** start of Material for this task **

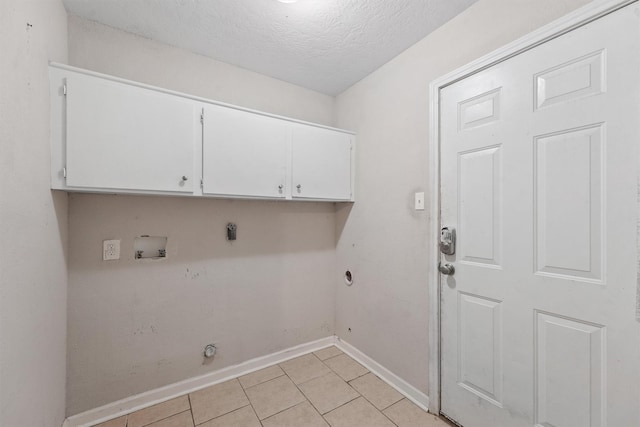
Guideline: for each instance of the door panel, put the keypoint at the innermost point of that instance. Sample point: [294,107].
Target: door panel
[539,166]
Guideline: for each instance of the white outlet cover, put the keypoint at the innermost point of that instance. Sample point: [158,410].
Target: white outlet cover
[419,201]
[110,250]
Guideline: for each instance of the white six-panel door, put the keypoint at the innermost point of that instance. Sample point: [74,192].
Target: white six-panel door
[539,159]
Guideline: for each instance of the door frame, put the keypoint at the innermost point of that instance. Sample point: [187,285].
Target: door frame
[575,19]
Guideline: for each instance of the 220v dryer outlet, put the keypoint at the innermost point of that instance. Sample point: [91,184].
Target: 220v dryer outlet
[110,250]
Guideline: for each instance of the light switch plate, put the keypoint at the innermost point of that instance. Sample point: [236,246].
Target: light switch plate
[419,201]
[110,250]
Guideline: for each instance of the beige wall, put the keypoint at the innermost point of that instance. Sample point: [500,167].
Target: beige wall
[33,221]
[382,239]
[138,325]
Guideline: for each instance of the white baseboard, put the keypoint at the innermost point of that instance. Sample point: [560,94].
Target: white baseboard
[412,393]
[149,398]
[162,394]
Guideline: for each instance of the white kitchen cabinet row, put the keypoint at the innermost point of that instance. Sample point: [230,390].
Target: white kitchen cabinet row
[110,135]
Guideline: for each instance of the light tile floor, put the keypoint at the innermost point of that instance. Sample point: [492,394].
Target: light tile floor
[321,389]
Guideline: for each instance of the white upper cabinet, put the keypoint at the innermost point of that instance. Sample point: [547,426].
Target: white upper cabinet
[244,154]
[123,137]
[321,163]
[110,135]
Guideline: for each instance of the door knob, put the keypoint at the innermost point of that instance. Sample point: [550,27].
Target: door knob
[446,269]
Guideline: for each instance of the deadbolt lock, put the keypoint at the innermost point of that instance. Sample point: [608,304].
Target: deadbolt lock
[448,241]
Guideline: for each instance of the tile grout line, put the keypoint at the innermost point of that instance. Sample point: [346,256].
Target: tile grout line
[193,418]
[306,399]
[357,391]
[249,400]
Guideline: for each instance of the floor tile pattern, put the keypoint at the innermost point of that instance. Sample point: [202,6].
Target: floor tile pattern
[326,388]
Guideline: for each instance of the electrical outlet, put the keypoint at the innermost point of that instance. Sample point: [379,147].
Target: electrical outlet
[419,201]
[110,250]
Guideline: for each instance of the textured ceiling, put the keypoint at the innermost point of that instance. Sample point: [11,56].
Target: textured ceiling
[324,45]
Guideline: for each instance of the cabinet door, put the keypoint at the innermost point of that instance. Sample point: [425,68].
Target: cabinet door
[321,163]
[124,137]
[244,154]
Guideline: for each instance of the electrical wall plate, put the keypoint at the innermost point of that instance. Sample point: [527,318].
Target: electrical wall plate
[110,250]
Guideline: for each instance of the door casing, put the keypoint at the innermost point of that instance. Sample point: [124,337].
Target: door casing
[576,19]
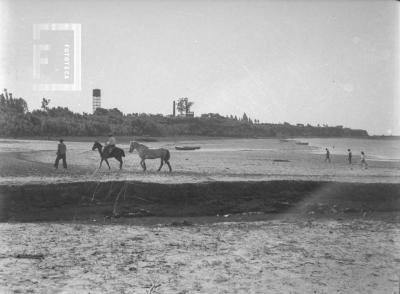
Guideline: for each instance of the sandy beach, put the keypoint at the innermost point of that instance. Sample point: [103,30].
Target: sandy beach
[229,160]
[280,256]
[311,241]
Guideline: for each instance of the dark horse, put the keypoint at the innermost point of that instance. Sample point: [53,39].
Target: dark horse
[148,153]
[117,153]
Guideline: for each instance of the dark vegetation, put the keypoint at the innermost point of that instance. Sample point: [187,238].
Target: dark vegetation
[16,120]
[98,200]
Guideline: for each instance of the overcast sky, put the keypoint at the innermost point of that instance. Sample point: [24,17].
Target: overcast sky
[317,62]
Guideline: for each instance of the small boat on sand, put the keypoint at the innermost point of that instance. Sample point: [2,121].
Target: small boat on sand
[187,147]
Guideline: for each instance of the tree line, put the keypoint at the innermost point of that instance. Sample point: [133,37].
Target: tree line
[16,120]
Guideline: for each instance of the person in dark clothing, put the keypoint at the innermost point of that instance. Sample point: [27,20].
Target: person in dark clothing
[350,155]
[61,154]
[327,156]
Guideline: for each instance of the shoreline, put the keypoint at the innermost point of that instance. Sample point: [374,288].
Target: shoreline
[132,199]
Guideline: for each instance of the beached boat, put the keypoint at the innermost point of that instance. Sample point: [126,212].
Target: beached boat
[187,147]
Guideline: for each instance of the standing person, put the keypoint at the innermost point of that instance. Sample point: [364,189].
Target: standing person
[61,154]
[110,144]
[363,160]
[327,156]
[349,156]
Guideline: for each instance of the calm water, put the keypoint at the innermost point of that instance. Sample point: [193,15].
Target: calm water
[375,149]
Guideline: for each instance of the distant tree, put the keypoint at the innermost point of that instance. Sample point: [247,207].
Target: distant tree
[45,104]
[183,106]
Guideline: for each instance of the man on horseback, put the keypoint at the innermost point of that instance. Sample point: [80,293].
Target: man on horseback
[110,144]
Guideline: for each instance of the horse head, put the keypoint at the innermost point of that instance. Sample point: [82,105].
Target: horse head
[97,145]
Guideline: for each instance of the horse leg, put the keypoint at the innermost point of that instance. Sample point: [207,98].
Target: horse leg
[161,164]
[107,163]
[120,162]
[169,166]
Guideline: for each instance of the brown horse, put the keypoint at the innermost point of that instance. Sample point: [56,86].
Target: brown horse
[148,153]
[116,153]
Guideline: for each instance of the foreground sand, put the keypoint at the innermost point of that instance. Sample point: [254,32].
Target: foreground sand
[277,256]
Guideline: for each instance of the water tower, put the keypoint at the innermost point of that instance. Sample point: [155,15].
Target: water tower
[96,99]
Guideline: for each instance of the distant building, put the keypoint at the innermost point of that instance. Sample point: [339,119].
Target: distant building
[183,106]
[96,99]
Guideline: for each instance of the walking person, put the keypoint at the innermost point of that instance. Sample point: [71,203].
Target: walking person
[349,156]
[110,144]
[327,156]
[363,160]
[61,154]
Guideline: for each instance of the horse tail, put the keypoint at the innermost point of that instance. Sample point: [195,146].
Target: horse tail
[167,156]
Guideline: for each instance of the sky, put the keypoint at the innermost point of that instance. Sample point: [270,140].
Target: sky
[317,62]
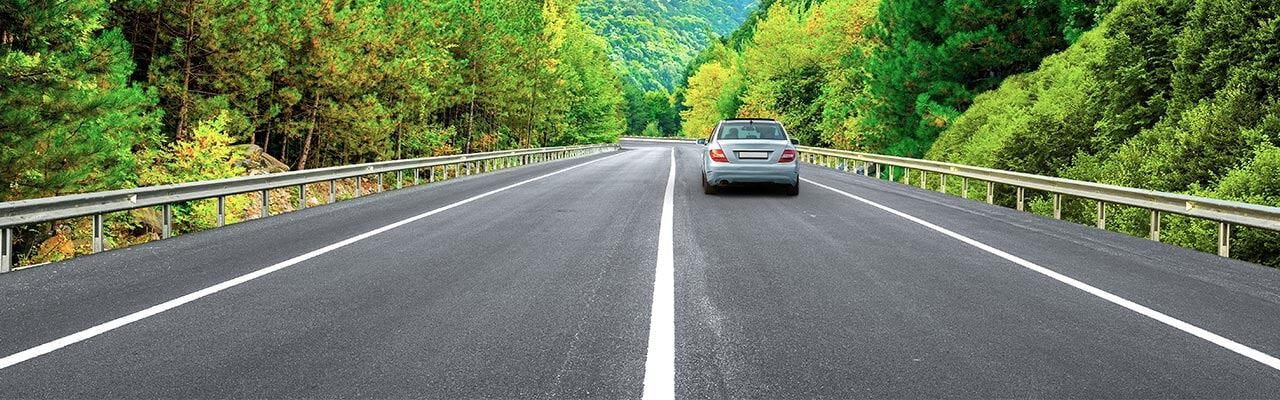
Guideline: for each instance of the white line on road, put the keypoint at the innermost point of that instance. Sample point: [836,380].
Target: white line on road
[659,366]
[1137,308]
[168,305]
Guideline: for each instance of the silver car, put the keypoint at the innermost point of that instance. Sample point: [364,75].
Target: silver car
[749,151]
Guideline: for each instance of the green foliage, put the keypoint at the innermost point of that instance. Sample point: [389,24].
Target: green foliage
[801,66]
[69,119]
[653,41]
[936,57]
[87,87]
[1171,95]
[205,154]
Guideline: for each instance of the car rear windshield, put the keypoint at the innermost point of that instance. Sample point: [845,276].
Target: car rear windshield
[754,130]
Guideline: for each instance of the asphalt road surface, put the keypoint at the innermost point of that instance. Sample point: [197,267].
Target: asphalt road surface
[540,282]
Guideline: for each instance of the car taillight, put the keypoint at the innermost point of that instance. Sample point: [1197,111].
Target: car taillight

** end of Material for this task **

What the task requires: Starting at the line that contains "Guideline: for each instance of the walking", extract each line through the last line of the material exactly as written, and include no pictures.

Expected answer:
Guideline: for each instance of the walking person, put the keypoint at the innermost point of that instance. Sample point: [71,203].
Target: walking person
[349,156]
[110,144]
[327,156]
[363,160]
[61,154]
Guideline: for each instance of the horse tail, put the keypoint at the innermost point of that instance. Sample point: [195,146].
Target: horse tail
[167,156]
Guideline: for each instance of the sky, put the keypoint at the innermost point of that instance. Sample point: [270,140].
Target: sky
[317,62]
Guideline: for each instance of the white line on road, put the keypoint at the innermost point of that instance. Sample point: [836,380].
Target: white line on road
[659,366]
[1137,308]
[168,305]
Guideline: for each instance of the silver car, put the keypoint at the innermost point of that instance. Sample point: [364,75].
Target: silver car
[749,151]
Guideline: for each instance of the green foliage, put the keypoint at the innermost point of that instance. Sample point: [389,24].
Target: green foliage
[801,66]
[69,119]
[653,41]
[936,57]
[87,87]
[1171,95]
[205,154]
Guideline: for each instance of the car rear windshield, put the keypoint at the innermost point of that instance. Sample point: [845,276].
Target: car rear windshield
[754,130]
Guideline: for each instance of the asphalt road surface, put the keypoint at the innermost point of that instance. Sample point: [197,267].
Target: asphalt road surface
[540,282]
Guideline: for each instance of the car taillight, put the keypoint at the innermost point of that instance. Sample point: [1197,111].
Target: car taillight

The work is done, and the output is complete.